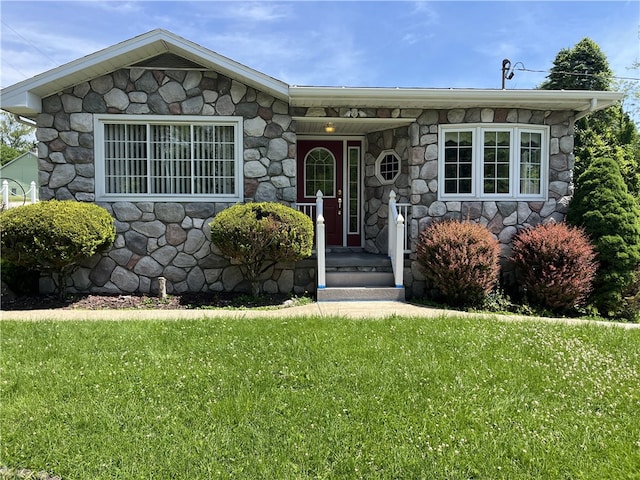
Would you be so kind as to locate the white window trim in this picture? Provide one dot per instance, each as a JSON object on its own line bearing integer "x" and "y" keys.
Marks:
{"x": 379, "y": 160}
{"x": 478, "y": 130}
{"x": 101, "y": 119}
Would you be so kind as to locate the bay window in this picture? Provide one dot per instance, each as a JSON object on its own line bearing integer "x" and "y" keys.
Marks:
{"x": 168, "y": 157}
{"x": 492, "y": 162}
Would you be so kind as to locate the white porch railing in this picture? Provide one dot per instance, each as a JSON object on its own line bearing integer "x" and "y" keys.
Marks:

◆ ◆ ◆ ◆

Transcribe every entry exactly. Leave out the pictures.

Would you be so kind as to locate the white window trim in this picture? Provide one dot per instance, each as a JSON object on its own line bearing integer "x" and "y" keys.
Marks:
{"x": 379, "y": 160}
{"x": 478, "y": 130}
{"x": 101, "y": 119}
Would you be so kind as to locate the bay window in this picture? Provide one dot per instance, each as a JSON object on its own line bearing integer "x" and "y" keys.
Marks:
{"x": 168, "y": 157}
{"x": 492, "y": 162}
Would you be so kind as to locate the white porch railing in this picture? Provide one dot per instance, each as a JSON object on its own line bearing integer "x" and "y" keys.
Marks:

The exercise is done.